**Page extract**.
+++++

Perhaps the one area where this annual golf gathering has come a long way is reflective in the true reason why spectators flock to RICC – the golfers themselves. This year’s field proved a “Who’s Who” of recognizable names, from noted PGA Tour stars in Watson and Fowler, to a quartet of females headlined by World Golf Hall of Famers Annika Sorenstam and Julie Inkster, to a pair of decorated veterans who have combined to win five major championships in Fuzzy Zoeller and Nick Price.
“When this started out [in 1999], Brad and Billy were on the PGA Tour. Now Brad’s on the Champions Tour and Billy’s soon to be, but I think the mix will stay,” noted Costello, who has been associated with 12 of the 15 CVS Classics. “Both guys have a finger on the pulse on who’s hot at the time and who’s going to work well with the crowd, because this is a fan-friendly event.”
Looking ahead, Boone noted that the groundwork in preparation for next year’s CVS Classic will be laid this September. Her favorite moment of the entire production comes in December when she sees the smiles on the beneficiaries’ faces.
“It’s a very big event for us because we take that commitment to the non-profits seriously,” said Boone.
As far as locking down dates for the 2014 edition, Costello mentioned that all the particulars will be ironed out once the schedules for the PGA, LPGA and Champions are released.
“It’s such a tradition and a huge team effort that you can’t say enough,” he said.

+++++

**Dataset excerpts**.
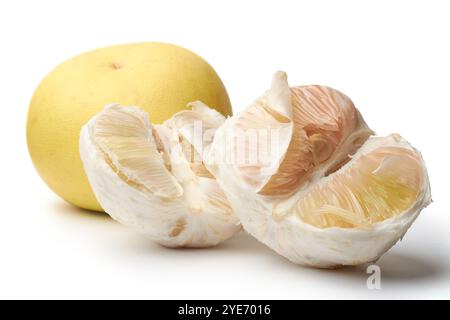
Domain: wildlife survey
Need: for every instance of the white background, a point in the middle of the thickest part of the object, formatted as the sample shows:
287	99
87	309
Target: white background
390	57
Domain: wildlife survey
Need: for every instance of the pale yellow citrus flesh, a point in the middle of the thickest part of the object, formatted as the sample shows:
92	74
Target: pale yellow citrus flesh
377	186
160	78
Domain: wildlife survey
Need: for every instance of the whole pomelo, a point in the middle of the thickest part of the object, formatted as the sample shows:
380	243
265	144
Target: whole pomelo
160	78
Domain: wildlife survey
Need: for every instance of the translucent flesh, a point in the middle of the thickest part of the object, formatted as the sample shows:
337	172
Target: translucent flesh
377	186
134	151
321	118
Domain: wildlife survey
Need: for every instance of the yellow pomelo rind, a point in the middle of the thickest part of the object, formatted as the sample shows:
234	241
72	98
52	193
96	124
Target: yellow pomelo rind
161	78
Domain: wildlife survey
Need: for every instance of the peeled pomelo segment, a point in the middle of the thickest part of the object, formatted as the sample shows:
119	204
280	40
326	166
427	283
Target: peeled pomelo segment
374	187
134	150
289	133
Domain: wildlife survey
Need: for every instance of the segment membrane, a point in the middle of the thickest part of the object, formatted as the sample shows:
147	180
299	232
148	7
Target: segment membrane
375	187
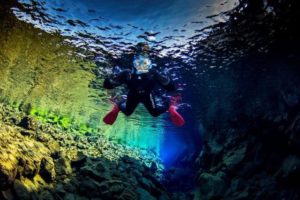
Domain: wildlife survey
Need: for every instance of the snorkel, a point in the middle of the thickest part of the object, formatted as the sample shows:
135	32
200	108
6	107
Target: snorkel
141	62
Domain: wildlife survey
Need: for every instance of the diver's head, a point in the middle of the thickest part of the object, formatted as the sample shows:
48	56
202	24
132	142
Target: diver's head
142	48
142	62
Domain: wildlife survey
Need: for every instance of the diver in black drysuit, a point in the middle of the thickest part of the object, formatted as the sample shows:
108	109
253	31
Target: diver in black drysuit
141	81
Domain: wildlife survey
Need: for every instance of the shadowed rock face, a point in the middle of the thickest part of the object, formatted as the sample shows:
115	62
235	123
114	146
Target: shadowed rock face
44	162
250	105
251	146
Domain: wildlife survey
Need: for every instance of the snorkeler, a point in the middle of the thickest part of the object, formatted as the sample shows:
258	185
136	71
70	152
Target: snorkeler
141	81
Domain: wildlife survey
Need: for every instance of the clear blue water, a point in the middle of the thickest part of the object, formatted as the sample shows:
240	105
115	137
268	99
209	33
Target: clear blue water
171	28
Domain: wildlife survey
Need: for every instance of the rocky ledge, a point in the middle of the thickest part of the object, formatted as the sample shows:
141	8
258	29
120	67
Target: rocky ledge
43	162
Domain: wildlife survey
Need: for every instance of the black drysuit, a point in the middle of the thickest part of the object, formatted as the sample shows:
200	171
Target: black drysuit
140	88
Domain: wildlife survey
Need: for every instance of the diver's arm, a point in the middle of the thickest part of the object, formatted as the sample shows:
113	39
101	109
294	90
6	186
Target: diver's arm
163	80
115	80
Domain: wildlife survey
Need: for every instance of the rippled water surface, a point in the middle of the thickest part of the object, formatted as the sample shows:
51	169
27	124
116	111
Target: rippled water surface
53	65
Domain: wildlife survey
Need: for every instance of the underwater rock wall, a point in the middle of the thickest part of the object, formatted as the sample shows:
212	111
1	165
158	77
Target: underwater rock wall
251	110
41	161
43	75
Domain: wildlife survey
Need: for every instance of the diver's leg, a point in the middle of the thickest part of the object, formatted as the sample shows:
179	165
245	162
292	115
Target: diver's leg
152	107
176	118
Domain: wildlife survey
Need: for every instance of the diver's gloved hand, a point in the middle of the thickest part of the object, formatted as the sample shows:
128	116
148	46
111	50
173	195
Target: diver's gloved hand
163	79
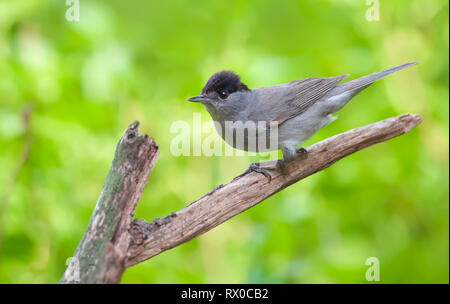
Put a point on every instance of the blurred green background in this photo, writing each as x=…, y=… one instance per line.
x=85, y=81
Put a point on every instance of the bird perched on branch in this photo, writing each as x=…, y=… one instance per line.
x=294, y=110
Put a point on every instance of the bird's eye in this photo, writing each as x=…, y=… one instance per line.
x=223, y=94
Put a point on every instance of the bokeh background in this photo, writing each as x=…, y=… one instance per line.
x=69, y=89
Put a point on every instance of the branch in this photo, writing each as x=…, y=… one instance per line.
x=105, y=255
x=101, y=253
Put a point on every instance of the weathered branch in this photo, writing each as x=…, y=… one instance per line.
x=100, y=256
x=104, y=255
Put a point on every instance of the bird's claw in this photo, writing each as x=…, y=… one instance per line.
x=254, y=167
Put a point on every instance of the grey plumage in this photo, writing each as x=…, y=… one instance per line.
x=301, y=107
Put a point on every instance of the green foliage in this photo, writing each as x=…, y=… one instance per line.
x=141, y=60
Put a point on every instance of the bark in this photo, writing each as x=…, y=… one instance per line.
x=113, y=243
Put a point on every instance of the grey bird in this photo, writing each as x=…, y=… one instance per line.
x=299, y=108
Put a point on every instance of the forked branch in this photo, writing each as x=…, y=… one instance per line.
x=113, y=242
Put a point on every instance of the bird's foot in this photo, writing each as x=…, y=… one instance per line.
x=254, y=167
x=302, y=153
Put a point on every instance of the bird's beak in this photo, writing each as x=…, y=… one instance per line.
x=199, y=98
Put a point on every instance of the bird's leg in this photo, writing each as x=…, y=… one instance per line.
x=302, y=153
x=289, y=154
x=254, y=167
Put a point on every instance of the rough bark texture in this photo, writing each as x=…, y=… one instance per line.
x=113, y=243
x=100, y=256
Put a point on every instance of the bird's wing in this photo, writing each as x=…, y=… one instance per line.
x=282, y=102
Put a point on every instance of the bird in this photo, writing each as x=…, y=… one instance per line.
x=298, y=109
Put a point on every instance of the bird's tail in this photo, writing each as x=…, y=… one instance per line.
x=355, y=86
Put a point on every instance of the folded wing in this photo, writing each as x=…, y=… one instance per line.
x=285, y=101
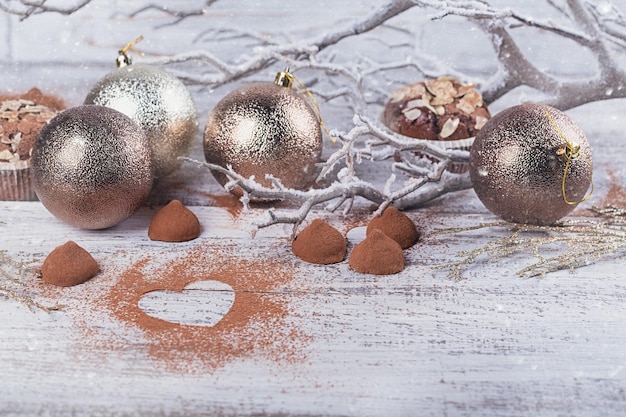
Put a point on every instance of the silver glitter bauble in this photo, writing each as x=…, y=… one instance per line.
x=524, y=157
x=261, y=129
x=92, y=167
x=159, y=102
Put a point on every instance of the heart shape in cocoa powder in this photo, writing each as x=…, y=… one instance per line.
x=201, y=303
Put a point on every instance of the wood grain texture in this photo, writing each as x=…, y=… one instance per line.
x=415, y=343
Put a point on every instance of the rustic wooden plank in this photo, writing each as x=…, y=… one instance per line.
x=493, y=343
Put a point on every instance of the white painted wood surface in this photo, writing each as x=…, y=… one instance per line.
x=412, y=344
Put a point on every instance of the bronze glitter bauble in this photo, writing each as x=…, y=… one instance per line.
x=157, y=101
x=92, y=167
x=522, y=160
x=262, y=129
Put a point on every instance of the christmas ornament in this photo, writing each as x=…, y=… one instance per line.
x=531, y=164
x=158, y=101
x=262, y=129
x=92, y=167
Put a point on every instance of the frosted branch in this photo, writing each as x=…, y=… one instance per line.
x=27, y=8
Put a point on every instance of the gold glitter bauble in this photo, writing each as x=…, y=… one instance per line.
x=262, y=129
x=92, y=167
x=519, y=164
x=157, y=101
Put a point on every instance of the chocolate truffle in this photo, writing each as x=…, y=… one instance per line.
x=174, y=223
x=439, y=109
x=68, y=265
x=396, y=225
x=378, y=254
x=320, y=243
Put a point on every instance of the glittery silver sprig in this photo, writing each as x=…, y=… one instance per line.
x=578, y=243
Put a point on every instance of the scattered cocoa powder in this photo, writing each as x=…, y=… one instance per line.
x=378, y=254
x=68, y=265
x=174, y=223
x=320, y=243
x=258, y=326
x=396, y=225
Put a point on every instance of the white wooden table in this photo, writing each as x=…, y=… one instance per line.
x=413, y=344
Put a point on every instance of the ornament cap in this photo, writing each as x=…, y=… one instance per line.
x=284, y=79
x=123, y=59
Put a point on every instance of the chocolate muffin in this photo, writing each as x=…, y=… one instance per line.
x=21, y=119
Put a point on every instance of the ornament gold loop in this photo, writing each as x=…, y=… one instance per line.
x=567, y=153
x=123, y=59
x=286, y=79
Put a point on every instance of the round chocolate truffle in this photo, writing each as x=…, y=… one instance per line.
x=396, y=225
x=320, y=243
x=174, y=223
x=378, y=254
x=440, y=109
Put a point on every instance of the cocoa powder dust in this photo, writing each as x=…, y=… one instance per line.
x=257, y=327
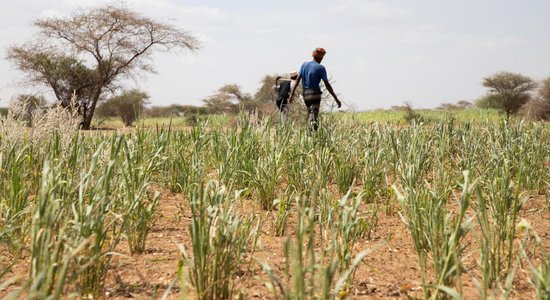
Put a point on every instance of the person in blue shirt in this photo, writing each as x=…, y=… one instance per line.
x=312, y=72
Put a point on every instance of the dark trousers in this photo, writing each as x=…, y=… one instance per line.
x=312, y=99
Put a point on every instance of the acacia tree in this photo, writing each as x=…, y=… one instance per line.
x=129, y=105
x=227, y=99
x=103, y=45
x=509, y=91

+++++

After the items, return the whole CVS Classic golf article word for word.

Perhaps the one area where this annual golf gathering has come a long way is reflective in the true reason why spectators flock to RICC – the golfers themselves. This year’s field proved a “Who’s Who” of recognizable names, from noted PGA Tour stars in Watson and Fowler, to a quartet of females headlined by World Golf Hall of Famers Annika Sorenstam and Julie Inkster, to a pair of decorated veterans who have combined to win five major championships in Fuzzy Zoeller and Nick Price.
“When this started out [in 1999], Brad and Billy were on the PGA Tour. Now Brad’s on the Champions Tour and Billy’s soon to be, but I think the mix will stay,” noted Costello, who has been associated with 12 of the 15 CVS Classics. “Both guys have a finger on the pulse on who’s hot at the time and who’s going to work well with the crowd, because this is a fan-friendly event.”
Looking ahead, Boone noted that the groundwork in preparation for next year’s CVS Classic will be laid this September. Her favorite moment of the entire production comes in December when she sees the smiles on the beneficiaries’ faces.
“It’s a very big event for us because we take that commitment to the non-profits seriously,” said Boone.
As far as locking down dates for the 2014 edition, Costello mentioned that all the particulars will be ironed out once the schedules for the PGA, LPGA and Champions are released.
“It’s such a tradition and a huge team effort that you can’t say enough,” he said.